▶ GIVEN INFORMATION:
┌──
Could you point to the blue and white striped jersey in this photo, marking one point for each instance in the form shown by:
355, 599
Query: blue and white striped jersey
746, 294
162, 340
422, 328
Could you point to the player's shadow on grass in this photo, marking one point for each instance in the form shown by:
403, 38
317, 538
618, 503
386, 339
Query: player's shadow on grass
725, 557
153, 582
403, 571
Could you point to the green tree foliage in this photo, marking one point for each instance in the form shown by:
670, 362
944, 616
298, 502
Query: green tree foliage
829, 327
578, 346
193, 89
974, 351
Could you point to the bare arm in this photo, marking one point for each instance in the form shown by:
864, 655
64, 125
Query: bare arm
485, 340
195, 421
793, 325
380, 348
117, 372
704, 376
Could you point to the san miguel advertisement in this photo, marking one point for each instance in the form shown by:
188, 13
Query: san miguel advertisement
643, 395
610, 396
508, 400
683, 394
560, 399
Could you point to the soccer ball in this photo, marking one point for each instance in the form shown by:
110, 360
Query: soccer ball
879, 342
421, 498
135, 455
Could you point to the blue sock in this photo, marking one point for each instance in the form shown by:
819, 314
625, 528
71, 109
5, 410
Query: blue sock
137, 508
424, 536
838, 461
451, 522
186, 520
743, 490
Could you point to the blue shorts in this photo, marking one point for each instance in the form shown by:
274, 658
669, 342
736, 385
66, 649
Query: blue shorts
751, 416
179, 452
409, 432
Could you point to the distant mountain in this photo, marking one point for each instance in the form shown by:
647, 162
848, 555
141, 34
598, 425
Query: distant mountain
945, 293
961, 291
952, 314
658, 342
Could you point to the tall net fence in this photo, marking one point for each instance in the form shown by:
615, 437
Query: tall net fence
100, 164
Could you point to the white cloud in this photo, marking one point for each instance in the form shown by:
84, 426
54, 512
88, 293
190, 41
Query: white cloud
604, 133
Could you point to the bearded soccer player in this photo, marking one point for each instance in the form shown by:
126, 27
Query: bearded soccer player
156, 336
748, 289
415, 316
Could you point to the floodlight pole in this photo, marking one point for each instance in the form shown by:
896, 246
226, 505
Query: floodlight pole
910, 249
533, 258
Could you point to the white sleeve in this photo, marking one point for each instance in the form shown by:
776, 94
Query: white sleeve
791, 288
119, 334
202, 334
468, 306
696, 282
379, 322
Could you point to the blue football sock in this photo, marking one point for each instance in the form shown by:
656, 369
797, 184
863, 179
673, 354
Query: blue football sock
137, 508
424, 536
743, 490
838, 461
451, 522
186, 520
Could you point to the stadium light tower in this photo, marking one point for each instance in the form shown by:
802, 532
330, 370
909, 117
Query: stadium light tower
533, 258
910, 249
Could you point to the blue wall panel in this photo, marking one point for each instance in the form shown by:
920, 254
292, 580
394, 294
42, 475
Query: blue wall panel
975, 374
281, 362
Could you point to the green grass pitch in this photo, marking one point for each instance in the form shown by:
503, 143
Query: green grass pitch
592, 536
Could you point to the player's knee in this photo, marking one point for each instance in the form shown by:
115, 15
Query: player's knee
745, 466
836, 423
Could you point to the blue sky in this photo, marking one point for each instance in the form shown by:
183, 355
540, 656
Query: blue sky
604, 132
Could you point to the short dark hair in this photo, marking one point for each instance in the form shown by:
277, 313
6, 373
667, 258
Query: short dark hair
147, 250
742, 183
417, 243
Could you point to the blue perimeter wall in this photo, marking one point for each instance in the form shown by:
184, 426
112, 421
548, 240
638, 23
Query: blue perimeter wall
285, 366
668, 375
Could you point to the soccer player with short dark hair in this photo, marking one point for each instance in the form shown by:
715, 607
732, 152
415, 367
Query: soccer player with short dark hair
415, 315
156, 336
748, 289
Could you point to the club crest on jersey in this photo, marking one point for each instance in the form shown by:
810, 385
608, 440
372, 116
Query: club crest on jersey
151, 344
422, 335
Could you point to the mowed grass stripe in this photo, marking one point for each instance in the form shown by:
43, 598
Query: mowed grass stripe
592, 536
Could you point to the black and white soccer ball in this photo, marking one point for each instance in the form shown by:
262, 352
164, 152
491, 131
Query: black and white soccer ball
└──
Extract all of the data above and output it character for character.

Could you point to the blue and white striped jersey in this photo, marking one point for each instance in the form shown by:
355, 599
Query: blue and white striped jersey
746, 294
162, 340
422, 328
Could you point to the player's shadow on grass in this photo, marking one point for each instance in the form shown by:
403, 38
317, 538
618, 503
386, 339
Query: player's shadow on grass
725, 557
153, 582
403, 571
Could you point to the green tree foliage in this photo, marking one point for each instance in the form shown by:
670, 362
944, 616
298, 502
Query: green tree foliage
829, 327
578, 346
193, 89
974, 351
Could you point to the bare arm in this photo, marking one point for each instance in the form shown by:
864, 655
64, 125
Query: bare arm
485, 340
195, 421
793, 325
380, 348
117, 372
704, 376
Could you point to the san miguel advertisement in this photo, marking one point for each instance in the form shown by:
188, 13
Query: san miguel advertisement
643, 395
610, 396
508, 400
683, 394
560, 399
Could you point to the soccer ball in this photo, marking one point for each instance in the form shown by:
110, 360
Query: soccer ball
879, 342
421, 498
135, 455
Could you point to the blue sock in this photo, marking one point for each instance in the form shown by:
819, 314
625, 528
71, 109
5, 410
Query: blue sock
137, 508
424, 536
838, 461
451, 522
186, 520
743, 490
Could you point to the blue shorts in this photo, marking one point for each instance in the form shown by:
274, 658
669, 342
736, 385
66, 649
Query: blue shorts
751, 416
179, 452
409, 432
Could you point to the distant mountain in this photo, marking one point for each instance in the form shown by:
647, 162
848, 555
141, 34
598, 425
Query: distant mountain
945, 293
961, 291
952, 314
658, 342
Could you point to the tall net fence in this photo, marking one point for each instance in the form shown by:
615, 437
Query: tall net fence
100, 164
Could you point to the white cloud in this photo, marking one point for each instance in the form shown by:
84, 426
54, 512
88, 293
190, 41
Query: white cloud
604, 133
Could you point to the bearded soccer player in this photo, marking one point for each instance in the form shown by:
126, 27
Query: bearded soccer player
156, 336
748, 289
415, 316
Could you point to the floodlight pole in this photo, marking one point for each instance in the form shown by:
896, 246
226, 505
Query: floodlight pole
910, 249
533, 258
Could you point to the white sleeve in this photo, marking one point for each instance in the form shown by:
776, 94
Query: white sleeve
791, 288
119, 334
202, 334
468, 306
696, 282
379, 322
Could you point to the blue football sock in this photo, marking one point for each instance in the form shown by:
656, 369
797, 184
863, 179
673, 354
Query: blue football sock
137, 508
424, 536
743, 490
838, 461
451, 522
186, 520
Could you point to the stadium light tower in this photo, marking one point for each instance in the form shown by:
802, 532
330, 370
909, 117
Query: stadium light tower
533, 258
910, 249
Could you point to the blue wall panel in this photo, marking one point for each instance in the form shown by:
920, 254
292, 580
394, 294
42, 475
Query: blue wall panel
975, 374
281, 362
Could you point to the green grass pitch in this photo, marking one point for each instance in the form shown by:
503, 143
Query: green grass pitch
592, 536
Could you point to the player's knee in this photo, marking one point for each instance in the form shown by:
115, 15
Query: player's knee
745, 466
836, 423
Could you point to the blue sky in this photo, marking one point for each instance in the form shown by:
183, 355
540, 656
Query: blue sky
604, 132
Could you point to the short dark hair in this photo, marking one point for each instance in the form shown by:
277, 313
6, 373
667, 258
Query: short dark hair
147, 250
742, 183
417, 243
Could you point to the blue perimeter wall in this photo, marking one point for each instance in the form shown by:
184, 426
112, 421
548, 240
638, 23
Query: blue perimeter wall
285, 366
668, 375
Could you point to the soccer player with short dark hair in this photo, marking one point for each instance in the form shown by:
715, 607
732, 152
415, 367
Query: soccer player with short dark hair
415, 315
156, 336
748, 289
Could you point to the club crest on jersey in this photo, marking one point for each instance in the form shown by:
810, 385
608, 440
372, 116
Query: club crest on jersey
151, 344
422, 335
Could you point to the mowed grass stripe in this photo, marking one point for each instance in the form shown by:
43, 598
Query: mowed grass stripe
592, 536
Could you point to the black and white soccer ball in this photo, marking one point for each instance in the form shown by:
262, 352
164, 152
491, 131
Query: black and white soccer ball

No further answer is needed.